Work required — Repeat word for word the lines of the listing below, from the line containing "Review step: verify that every instance of the cut" through the line containing "Review step: verify that every instance of the corn", with both of those lines included.

(Point placement records)
++++++
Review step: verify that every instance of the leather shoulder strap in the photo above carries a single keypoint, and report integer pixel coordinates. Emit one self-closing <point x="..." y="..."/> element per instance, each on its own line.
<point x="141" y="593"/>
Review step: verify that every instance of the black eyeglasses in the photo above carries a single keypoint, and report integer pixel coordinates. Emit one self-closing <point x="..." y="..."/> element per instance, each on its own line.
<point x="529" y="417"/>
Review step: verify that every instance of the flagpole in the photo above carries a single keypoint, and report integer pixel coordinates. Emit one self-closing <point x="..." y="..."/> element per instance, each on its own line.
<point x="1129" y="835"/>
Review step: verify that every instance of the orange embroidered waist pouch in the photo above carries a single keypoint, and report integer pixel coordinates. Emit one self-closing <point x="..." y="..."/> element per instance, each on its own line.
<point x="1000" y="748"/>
++++++
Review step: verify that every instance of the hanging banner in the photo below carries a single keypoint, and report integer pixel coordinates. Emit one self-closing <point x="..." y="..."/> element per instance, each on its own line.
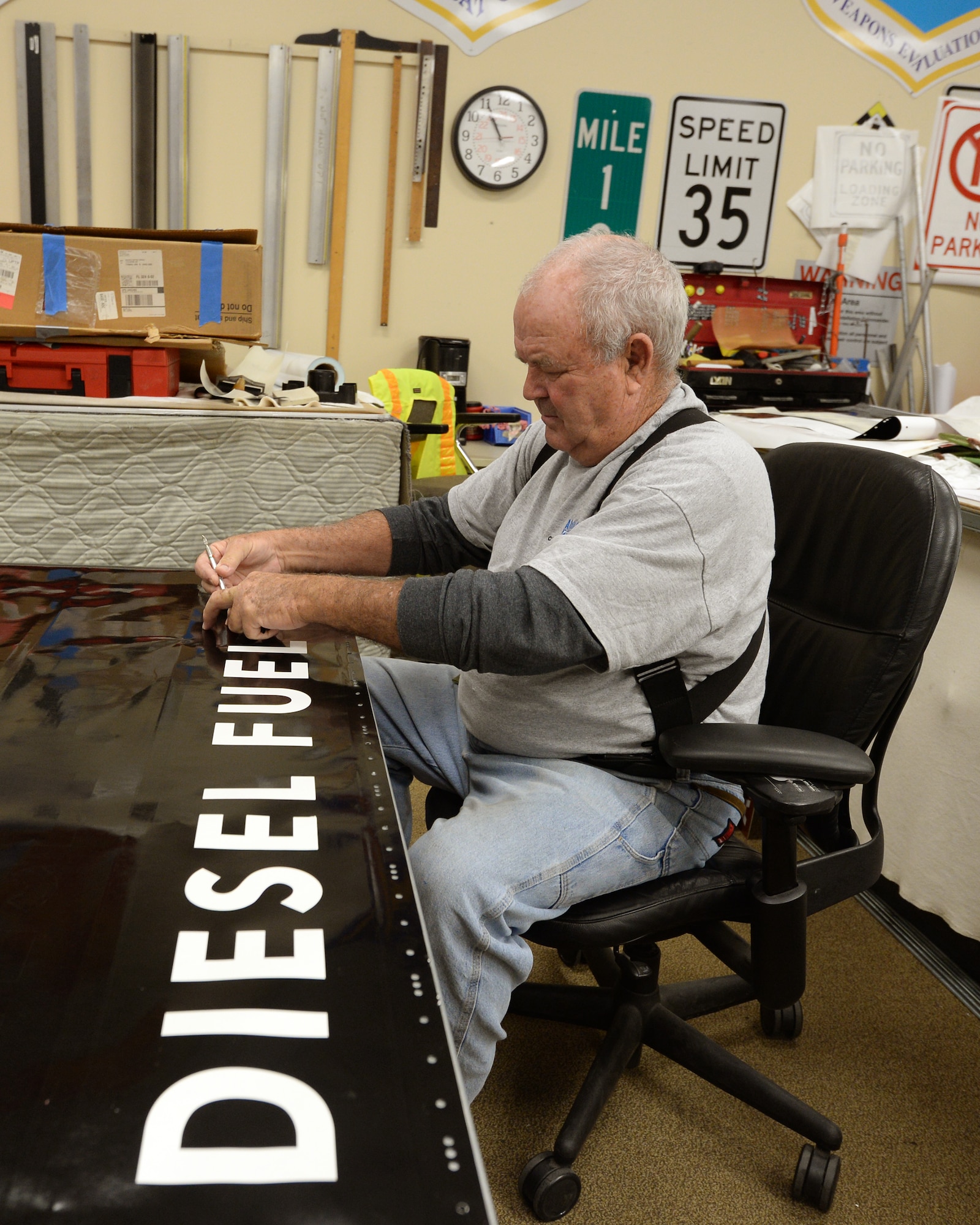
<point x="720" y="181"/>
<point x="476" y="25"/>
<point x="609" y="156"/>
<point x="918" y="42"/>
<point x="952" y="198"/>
++++++
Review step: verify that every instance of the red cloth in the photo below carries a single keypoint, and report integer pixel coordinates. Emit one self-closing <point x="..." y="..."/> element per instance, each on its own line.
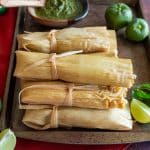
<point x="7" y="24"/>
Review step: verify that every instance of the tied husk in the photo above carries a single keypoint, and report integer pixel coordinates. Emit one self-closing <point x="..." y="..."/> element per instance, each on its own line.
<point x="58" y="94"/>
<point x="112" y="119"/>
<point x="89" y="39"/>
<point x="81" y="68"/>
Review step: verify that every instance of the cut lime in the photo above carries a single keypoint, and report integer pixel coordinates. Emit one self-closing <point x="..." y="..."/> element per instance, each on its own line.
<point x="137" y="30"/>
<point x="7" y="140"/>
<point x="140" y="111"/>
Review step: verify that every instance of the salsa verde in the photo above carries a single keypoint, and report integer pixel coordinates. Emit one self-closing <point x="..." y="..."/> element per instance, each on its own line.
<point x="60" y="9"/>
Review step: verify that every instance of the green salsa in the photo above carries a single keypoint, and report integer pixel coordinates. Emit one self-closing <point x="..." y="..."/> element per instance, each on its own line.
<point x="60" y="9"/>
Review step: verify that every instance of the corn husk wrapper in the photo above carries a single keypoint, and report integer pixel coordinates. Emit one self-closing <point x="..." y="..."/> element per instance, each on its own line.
++++++
The response —
Review step: verify that every instance of the cut lime in the photo above carries a single keypoint, and report integer pixel coordinates. Emit one self-closing <point x="..." y="..."/> element per instance, each on its own line.
<point x="137" y="30"/>
<point x="7" y="140"/>
<point x="140" y="111"/>
Review step: verify that every instance of the salsa verde in the photo above carries a single keypoint, and report integer pixel coordinates. Emit one self-closing <point x="..." y="..."/> element per instance, each on its own line.
<point x="60" y="9"/>
Review step: verify that every instance of the green salsa in the photo above carries a single keypoint, and report integer pixel coordinates. Emit one self-closing <point x="..." y="..."/> element per instance, each on its own line.
<point x="60" y="9"/>
Review step: verify that every instance of the corn husk wrapper in the photo above carries a single keypoint, and report integer pixel coordinates. Emit one self-closing <point x="..." y="..."/> element per instance, each on its own line.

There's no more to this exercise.